» To do: After reading the data below, copy out every line that contains the word "black".

════

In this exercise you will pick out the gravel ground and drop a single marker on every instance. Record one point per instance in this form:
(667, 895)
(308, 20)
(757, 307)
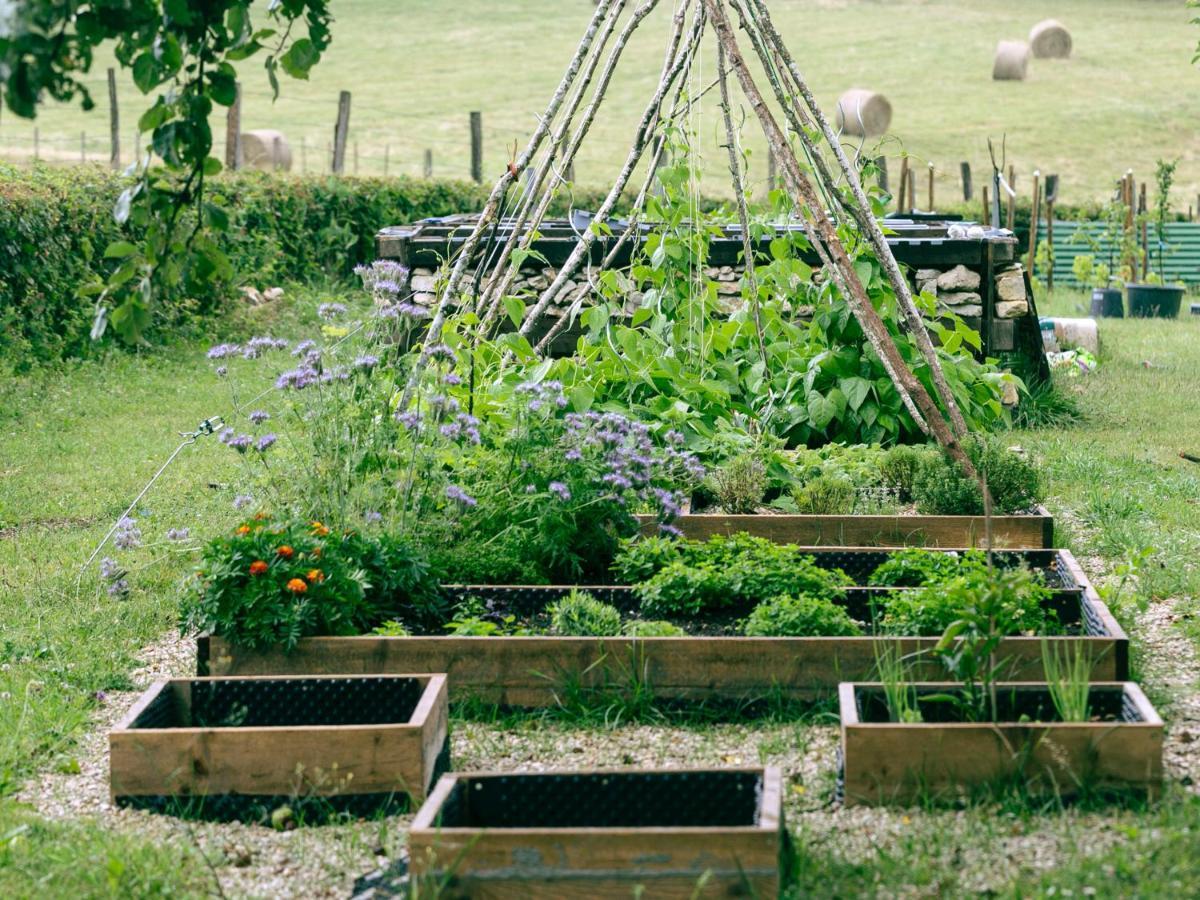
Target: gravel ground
(983, 850)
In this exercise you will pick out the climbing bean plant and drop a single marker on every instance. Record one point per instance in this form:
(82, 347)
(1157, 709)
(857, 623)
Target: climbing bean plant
(185, 52)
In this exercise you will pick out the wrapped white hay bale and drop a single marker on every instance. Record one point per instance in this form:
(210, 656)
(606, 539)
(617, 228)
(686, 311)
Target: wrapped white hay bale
(265, 149)
(1050, 40)
(1012, 61)
(863, 113)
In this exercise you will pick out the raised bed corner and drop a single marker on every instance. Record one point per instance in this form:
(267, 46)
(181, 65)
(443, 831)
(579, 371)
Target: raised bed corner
(232, 747)
(612, 833)
(886, 762)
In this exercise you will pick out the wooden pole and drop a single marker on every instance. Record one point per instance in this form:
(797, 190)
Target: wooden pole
(114, 123)
(1011, 215)
(233, 132)
(1145, 233)
(1033, 220)
(477, 147)
(341, 130)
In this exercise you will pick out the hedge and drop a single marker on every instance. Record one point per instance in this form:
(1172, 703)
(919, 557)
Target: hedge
(55, 223)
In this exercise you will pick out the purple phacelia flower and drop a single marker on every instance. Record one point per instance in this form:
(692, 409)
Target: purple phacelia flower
(461, 497)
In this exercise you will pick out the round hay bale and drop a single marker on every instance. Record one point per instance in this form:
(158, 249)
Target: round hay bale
(863, 113)
(1012, 61)
(1050, 40)
(265, 149)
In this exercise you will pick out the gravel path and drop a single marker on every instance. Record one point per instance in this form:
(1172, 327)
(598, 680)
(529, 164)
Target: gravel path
(979, 849)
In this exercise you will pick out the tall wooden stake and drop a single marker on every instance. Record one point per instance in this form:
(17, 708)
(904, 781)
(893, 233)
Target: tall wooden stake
(233, 132)
(477, 147)
(341, 131)
(114, 123)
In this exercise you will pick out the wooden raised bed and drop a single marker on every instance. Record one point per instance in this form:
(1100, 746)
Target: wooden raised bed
(1027, 532)
(539, 671)
(673, 833)
(232, 744)
(904, 763)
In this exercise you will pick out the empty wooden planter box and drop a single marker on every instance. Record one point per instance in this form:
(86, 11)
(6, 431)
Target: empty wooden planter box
(677, 833)
(943, 757)
(234, 747)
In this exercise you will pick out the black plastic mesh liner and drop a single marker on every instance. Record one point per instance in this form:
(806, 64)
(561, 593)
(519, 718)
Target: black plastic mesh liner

════

» Solution to the problem:
In this exercise you will pick out the black plastic mesh liner and drop a single marker on every instance. Record one point per instance in this form:
Target: black plastic mesh liner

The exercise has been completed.